■ Aim of the task ■
Copy out the records verbatim, starting with the line that contains "In this picture, where can the grassy" and going on through the end of the records, with both ends included.

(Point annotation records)
>>>

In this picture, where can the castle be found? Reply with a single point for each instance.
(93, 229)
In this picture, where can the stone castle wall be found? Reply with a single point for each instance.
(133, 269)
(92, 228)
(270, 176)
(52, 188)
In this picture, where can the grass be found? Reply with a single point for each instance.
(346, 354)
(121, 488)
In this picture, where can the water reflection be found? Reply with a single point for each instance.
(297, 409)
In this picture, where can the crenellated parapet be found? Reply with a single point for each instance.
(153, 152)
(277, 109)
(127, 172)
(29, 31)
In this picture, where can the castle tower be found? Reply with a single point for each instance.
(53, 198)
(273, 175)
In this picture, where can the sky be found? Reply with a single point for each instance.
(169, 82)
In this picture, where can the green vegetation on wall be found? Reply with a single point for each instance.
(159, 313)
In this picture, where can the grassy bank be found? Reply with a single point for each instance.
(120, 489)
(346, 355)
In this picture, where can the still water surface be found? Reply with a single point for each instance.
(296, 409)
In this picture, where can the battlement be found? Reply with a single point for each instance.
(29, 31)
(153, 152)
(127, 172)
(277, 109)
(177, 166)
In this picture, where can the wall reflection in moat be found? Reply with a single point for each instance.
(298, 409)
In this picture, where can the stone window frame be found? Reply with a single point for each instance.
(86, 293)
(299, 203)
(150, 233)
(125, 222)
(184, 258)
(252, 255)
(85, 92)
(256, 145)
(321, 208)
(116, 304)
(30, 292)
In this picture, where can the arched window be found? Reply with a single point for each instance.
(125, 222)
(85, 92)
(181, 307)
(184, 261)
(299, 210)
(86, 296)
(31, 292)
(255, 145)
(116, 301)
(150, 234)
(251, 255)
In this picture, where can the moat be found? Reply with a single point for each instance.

<<<

■ Response ■
In this picture, where can the grassy bank be found? Reply with a single point for each instance.
(120, 489)
(346, 355)
In this picture, where can the still water surface be found? Reply with a single point for each instance.
(296, 409)
In this picture, where can the battlement be found? Reply with a single point for each instance.
(29, 31)
(153, 152)
(127, 172)
(277, 109)
(177, 166)
In this picture, where can the wall reflection in moat be found? Reply with a single point for each instance.
(298, 409)
In this picture, where can the stone window frame be found? Reply with a single point for each instance.
(86, 293)
(299, 203)
(150, 233)
(125, 222)
(184, 258)
(252, 255)
(85, 92)
(256, 145)
(321, 208)
(116, 304)
(30, 292)
In this picture, where can the arched window be found? Reply with a single point for each instance.
(125, 222)
(85, 92)
(181, 307)
(184, 261)
(299, 210)
(86, 296)
(31, 292)
(255, 145)
(116, 301)
(150, 234)
(251, 255)
In this picture, where can the moat be found? Reply with a single point for each instance.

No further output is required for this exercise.